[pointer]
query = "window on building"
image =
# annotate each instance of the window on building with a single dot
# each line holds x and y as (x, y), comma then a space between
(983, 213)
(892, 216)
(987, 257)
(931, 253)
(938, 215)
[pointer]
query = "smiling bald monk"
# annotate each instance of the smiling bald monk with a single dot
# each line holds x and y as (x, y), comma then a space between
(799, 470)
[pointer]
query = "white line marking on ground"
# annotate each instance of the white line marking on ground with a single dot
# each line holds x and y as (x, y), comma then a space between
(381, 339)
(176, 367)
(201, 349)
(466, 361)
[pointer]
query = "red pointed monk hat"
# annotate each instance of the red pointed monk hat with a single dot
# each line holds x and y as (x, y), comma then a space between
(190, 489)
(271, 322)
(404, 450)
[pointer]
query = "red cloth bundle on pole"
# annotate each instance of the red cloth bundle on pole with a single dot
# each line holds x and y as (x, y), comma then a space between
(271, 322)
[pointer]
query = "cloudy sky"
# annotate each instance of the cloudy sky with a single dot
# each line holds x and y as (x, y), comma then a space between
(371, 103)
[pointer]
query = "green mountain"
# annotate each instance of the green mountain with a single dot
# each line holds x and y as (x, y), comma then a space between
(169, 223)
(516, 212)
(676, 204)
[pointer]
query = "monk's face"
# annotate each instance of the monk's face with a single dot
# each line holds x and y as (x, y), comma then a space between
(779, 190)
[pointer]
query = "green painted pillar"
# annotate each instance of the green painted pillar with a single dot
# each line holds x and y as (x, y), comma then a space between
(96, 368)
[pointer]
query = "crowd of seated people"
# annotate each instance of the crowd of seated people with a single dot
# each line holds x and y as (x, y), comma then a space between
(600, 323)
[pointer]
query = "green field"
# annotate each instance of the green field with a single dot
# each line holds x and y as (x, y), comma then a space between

▬▬▬▬▬▬▬▬▬▬

### REQUEST
Count the lines in the rows above that contain the string "bald", treating uppercase and lowercase as different. Reply with the number only.

### WRITTEN RESPONSE
2